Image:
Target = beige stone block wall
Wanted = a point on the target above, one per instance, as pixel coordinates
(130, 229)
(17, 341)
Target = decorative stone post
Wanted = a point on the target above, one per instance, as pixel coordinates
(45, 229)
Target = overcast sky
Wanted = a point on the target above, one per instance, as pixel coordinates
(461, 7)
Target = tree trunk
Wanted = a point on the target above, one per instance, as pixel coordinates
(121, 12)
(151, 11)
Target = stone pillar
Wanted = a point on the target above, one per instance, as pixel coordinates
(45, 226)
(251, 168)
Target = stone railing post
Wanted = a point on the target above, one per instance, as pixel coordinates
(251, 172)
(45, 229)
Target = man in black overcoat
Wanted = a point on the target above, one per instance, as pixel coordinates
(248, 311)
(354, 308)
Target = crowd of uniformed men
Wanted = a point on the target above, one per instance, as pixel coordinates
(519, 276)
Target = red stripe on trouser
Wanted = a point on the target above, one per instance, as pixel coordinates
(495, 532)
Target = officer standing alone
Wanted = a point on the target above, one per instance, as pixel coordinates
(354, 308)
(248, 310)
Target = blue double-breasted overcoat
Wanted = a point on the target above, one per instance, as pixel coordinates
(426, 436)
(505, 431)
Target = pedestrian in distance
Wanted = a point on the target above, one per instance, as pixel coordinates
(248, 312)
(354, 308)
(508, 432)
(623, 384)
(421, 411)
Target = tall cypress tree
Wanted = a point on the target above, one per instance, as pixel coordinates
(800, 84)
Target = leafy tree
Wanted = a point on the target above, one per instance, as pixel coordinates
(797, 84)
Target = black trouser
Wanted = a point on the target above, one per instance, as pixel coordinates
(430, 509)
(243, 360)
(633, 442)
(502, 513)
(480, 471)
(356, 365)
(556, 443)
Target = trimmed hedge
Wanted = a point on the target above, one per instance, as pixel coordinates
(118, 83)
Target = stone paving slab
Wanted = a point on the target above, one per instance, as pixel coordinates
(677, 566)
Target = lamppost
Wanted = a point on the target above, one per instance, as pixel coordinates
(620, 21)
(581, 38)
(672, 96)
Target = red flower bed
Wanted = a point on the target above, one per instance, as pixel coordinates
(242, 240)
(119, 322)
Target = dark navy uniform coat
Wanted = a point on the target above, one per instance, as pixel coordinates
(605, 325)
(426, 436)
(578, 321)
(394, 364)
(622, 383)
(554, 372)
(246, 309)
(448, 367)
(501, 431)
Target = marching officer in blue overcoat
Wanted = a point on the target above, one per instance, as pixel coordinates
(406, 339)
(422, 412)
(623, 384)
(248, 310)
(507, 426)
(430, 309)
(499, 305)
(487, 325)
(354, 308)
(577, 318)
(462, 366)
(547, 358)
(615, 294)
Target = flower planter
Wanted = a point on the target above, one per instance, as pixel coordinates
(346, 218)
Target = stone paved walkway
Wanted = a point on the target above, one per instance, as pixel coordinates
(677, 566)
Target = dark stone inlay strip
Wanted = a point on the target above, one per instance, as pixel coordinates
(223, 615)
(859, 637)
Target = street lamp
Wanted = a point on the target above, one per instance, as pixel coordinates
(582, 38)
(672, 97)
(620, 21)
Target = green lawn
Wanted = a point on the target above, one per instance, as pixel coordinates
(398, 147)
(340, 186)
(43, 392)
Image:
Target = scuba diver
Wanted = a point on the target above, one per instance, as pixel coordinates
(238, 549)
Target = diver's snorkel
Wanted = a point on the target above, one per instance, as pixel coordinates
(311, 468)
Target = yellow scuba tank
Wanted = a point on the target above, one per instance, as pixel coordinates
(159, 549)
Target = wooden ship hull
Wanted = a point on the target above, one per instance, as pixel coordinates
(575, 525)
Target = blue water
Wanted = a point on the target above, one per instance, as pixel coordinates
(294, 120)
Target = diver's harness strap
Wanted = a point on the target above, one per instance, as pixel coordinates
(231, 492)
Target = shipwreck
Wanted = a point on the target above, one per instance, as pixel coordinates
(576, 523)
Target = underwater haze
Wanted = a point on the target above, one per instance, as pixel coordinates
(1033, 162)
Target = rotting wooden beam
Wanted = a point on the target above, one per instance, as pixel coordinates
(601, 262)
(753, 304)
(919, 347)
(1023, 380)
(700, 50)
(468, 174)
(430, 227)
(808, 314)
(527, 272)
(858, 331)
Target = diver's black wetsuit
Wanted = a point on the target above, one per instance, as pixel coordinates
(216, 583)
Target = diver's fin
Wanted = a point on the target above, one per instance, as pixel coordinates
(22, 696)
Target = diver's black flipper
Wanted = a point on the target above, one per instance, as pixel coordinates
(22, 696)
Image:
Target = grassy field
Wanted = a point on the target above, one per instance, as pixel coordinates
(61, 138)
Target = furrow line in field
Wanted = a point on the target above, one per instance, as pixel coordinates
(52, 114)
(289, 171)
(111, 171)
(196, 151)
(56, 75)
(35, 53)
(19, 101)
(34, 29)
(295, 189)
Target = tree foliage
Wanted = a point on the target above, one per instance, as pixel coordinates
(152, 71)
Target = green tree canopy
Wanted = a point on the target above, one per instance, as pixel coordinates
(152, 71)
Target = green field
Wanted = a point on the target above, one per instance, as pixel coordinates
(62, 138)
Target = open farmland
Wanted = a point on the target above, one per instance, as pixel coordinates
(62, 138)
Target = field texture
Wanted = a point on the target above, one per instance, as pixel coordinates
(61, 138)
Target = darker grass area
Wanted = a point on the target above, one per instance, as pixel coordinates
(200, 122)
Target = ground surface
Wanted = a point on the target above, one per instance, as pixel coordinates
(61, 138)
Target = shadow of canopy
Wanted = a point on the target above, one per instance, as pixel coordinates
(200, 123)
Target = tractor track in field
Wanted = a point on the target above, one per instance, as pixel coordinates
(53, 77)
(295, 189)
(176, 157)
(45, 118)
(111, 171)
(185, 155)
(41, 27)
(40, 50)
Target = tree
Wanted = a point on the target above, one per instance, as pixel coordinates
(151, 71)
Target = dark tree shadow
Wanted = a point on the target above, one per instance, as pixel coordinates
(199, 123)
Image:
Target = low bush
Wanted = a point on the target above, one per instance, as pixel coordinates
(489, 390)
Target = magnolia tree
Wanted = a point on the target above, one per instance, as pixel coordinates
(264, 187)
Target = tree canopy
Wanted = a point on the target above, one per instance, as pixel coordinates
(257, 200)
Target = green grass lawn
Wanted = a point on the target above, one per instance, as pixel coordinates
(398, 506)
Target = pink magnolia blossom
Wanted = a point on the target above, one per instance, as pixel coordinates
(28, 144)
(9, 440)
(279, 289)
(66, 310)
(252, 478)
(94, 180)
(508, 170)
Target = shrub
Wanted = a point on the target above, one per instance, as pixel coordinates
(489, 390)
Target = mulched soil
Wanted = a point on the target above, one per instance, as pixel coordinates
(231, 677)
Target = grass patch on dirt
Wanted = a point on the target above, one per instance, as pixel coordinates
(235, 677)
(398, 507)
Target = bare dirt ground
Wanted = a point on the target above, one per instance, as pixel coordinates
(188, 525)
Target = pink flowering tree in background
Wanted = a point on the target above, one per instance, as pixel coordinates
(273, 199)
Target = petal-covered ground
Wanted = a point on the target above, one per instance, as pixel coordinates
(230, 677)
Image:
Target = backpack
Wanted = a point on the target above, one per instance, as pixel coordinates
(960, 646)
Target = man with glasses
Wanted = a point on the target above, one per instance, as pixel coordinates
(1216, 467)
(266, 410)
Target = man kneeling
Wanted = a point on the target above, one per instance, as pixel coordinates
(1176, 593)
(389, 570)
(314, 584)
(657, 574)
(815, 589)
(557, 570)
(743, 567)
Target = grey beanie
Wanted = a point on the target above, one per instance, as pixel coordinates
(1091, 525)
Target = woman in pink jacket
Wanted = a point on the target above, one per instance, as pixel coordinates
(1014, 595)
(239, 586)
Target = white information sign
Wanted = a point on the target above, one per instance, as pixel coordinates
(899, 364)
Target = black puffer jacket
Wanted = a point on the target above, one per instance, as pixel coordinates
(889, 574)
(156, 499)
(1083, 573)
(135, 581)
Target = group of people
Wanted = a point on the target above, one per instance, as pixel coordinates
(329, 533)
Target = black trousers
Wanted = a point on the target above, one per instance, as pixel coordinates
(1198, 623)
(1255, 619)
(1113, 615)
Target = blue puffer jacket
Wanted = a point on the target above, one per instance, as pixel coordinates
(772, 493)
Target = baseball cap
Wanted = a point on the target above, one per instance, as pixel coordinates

— Task to complete —
Repeat, character for character, the lines from the one that holds "Target = man with glasses" to the final line of the material, inclusive, and no other lines.

— In response —
Target = man with glasses
Wanted = a point on the target above, one per instance, as pixel coordinates
(1216, 467)
(266, 410)
Target = man kneeling
Wanted = a point on the target above, one per instance, as pixel coordinates
(1176, 593)
(389, 570)
(314, 584)
(657, 574)
(815, 589)
(557, 570)
(743, 567)
Target = grey beanie
Wanted = a point on the target above, one per instance, as pixel coordinates
(1091, 525)
Target = woman in pink jacket
Wanted = a point on the target above, one per instance, as pixel coordinates
(1014, 595)
(239, 586)
Target = white information sign
Wanted = a point on the target above, one per instance, as pixel coordinates
(899, 364)
Target = black puffer jacket
Wanted = a point on the target above, one per instance, as pixel coordinates
(889, 574)
(156, 499)
(1083, 573)
(135, 581)
Target = group of people
Wanted = a point on the target above, one per instance, as pixel coordinates
(329, 533)
Target = black trousers
Wanted = a point on the target above, one per instance, as pixel coordinates
(1198, 623)
(1255, 619)
(1113, 615)
Target = blue puffer jacket
Wanted = a point on the target above, one per instance, as pixel coordinates
(772, 493)
Target = baseball cap
Wanted = a point on the target above, one per instance, as pixel coordinates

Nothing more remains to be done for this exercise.